EXERCISE TASK:
Rewrite all of the records below, substituting "Someone noted that" for every occurrence of "It was reported that" and changing nothing else.

INFORMATION SHOWN:
# # #
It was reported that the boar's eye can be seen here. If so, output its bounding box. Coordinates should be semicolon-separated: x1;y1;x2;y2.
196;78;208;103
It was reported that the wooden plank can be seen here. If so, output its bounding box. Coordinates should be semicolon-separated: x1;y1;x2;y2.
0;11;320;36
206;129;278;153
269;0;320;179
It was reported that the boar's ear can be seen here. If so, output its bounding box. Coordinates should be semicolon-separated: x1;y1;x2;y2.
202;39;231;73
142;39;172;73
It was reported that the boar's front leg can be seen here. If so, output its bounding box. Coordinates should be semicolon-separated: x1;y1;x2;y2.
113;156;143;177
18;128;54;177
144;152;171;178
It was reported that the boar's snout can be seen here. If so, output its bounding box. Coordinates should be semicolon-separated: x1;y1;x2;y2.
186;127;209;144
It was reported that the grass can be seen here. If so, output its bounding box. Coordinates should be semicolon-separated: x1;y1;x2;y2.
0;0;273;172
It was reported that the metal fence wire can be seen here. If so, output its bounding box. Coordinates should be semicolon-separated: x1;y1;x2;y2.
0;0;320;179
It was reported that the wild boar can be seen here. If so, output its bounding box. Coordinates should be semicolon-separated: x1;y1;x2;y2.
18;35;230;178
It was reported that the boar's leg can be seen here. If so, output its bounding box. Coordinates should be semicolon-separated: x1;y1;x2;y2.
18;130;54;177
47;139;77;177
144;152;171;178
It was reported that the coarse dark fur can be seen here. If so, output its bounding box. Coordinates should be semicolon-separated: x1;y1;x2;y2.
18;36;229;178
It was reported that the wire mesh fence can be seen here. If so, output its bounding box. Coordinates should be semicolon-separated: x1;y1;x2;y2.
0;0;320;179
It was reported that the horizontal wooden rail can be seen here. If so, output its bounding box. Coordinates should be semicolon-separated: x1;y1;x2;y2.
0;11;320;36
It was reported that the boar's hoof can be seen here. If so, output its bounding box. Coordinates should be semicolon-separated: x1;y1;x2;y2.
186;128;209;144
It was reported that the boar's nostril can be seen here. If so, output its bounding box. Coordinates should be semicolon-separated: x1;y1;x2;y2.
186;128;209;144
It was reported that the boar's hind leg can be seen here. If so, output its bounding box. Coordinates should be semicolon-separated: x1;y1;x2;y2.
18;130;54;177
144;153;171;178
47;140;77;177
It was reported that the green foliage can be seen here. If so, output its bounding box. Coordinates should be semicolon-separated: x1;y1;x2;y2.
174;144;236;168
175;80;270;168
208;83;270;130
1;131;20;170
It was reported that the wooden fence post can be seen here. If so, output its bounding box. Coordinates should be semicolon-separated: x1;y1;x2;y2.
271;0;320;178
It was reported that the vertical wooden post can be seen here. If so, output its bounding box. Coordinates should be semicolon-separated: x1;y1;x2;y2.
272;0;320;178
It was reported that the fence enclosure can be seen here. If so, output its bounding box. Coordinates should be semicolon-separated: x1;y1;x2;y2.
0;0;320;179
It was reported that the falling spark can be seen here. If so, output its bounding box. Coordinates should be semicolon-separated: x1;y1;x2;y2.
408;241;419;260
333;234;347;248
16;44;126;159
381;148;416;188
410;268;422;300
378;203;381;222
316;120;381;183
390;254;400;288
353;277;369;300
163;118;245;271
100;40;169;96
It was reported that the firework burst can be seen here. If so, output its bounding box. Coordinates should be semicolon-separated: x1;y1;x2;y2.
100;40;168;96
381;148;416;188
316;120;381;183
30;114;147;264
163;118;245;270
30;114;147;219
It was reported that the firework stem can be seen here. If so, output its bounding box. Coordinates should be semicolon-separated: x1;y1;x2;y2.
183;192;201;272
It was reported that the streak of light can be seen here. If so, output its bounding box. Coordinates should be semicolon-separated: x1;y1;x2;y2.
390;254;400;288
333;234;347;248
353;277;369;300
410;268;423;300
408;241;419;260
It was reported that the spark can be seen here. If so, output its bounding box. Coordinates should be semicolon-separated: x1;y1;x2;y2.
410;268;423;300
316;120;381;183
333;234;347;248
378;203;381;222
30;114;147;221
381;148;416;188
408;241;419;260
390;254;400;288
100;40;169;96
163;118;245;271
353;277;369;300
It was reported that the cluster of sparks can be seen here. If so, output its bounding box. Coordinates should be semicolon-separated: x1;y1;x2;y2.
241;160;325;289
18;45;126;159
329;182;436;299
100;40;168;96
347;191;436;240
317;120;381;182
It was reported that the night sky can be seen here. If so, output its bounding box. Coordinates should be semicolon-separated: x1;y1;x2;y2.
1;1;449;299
# # #
FINAL RESULT:
Someone noted that the boar's eye can be seen here. If so, output its bounding box. Coordinates should be semicolon-separated: x1;y1;x2;y2.
196;78;208;103
Someone noted that the wooden plank can be seen here. If so, output its bounding box. Coordinates should be semicolon-separated: x1;y1;x2;y2.
0;11;320;36
206;129;278;153
269;0;320;179
Someone noted that the boar's ear can be seen here. If so, output its bounding box. Coordinates should be semicolon-separated: x1;y1;x2;y2.
202;39;231;73
142;39;172;73
Someone noted that the boar's front leg can be seen here. If so, output its bounding box. Coordinates should be semicolon-separated: x1;y1;x2;y2.
113;156;143;177
18;128;54;177
144;152;171;178
Someone noted that the boar's snout can be seen here. If so, output its bounding box. Coordinates should be semicolon-separated: x1;y1;x2;y2.
186;127;209;144
Someone noted that the grass can be seen here. If so, output its bounding box. Coordinates should be semicolon-separated: x1;y1;x2;y2.
0;0;273;172
Someone noted that the metal fence wire can be seen here. If so, output its bounding box. Coordinates should be semicolon-separated: x1;y1;x2;y2.
0;0;320;179
Someone noted that the wild boar can be seen here. If so, output its bounding box. Coordinates should be semicolon-separated: x1;y1;x2;y2.
18;35;230;178
Someone noted that the boar's leg can be seen here. If so, output its bounding box. Coordinates should be semicolon-separated: x1;y1;x2;y2.
18;130;54;177
47;139;77;177
144;152;171;178
Someone noted that the coarse dark fur can be seen here. If so, output its bounding box. Coordinates should be semicolon-separated: x1;y1;x2;y2.
18;36;229;178
Someone noted that the wire mesh fence can be seen here. If so, output its bounding box. Coordinates should be semicolon-separated: x1;y1;x2;y2.
0;0;320;179
Someone noted that the horizontal wooden rail can be seen here. If so, output its bounding box. Coordinates should be semicolon-separated: x1;y1;x2;y2.
0;11;320;36
Someone noted that the boar's hoof can be seen here. If so, output its bounding box. Coordinates should be semicolon-separated: x1;y1;x2;y2.
186;128;209;144
Someone noted that the boar's nostril can be seen here. If so, output its bounding box. Coordinates should be semicolon-separated: x1;y1;x2;y2.
186;128;209;144
Someone noted that the boar's hind leg can be seen here. If so, output its bounding box. Coordinates should be semicolon-separated: x1;y1;x2;y2.
18;130;54;177
144;153;171;178
47;140;77;177
Someone noted that the green foliage can be seen here. If so, output its bounding box. Coordinates should be semicolon-separated: x1;y1;x2;y2.
174;144;236;168
175;80;270;168
208;83;270;130
1;131;20;170
Someone noted that the wooden fence post can be seen here. If so, output its bounding box. Coordinates should be semicolon-separated: x1;y1;x2;y2.
271;0;320;178
Someone noted that the vertical wooden post can be seen here. If so, output its bounding box. Coordinates should be semicolon-separated: x1;y1;x2;y2.
272;0;320;178
Someone noted that the fence enclosure can be seen here. If so, output its bounding box. Coordinates should be semicolon-separated: x1;y1;x2;y2.
0;0;320;179
Someone noted that the falling spark can be seen here. If so, output its bounding box. Coordinates should be semicolon-separated: x1;y1;x2;y2.
408;241;419;260
333;234;347;248
16;44;126;159
381;148;416;188
410;268;422;300
378;203;381;222
316;120;381;183
390;254;400;288
353;277;369;300
163;118;245;271
100;40;169;96
Someone noted that the firework burst can be seen here. If so, output its bounding box. Coordinates should be semicolon-separated: x1;y1;x2;y2.
100;40;168;96
381;148;416;188
316;120;381;183
30;114;147;264
163;118;245;270
30;114;147;219
Someone noted that the firework stem can be seen here. If so, output its bounding box. Coordinates should be semicolon-separated: x1;y1;x2;y2.
183;192;201;272
Someone noted that the streak of light can be seen here. If so, output its bounding box. Coordinates should be semicolon-separated: x1;y1;x2;y2.
390;254;400;288
333;234;347;248
353;277;369;300
410;268;423;300
408;241;419;260
Someone noted that the spark can be seen here. If so, output its bounding box. Coordinates should be semicolon-separated: x1;y1;x2;y2.
410;268;423;300
316;120;381;183
333;234;347;248
378;203;381;222
30;114;147;221
381;148;416;188
408;241;419;260
390;254;400;288
100;40;169;96
163;118;245;271
353;277;369;300
Someone noted that the cluster of sparks can be seen here. If so, output its bounding box. Coordinates should be semicolon-separated: x1;y1;x2;y2.
241;160;325;289
18;45;126;159
329;182;436;299
100;40;168;96
347;191;436;240
317;120;381;182
Someone noted that the night sky can be seen here. If so, output its bounding box. Coordinates should be semicolon-separated: x1;y1;x2;y2.
1;1;449;299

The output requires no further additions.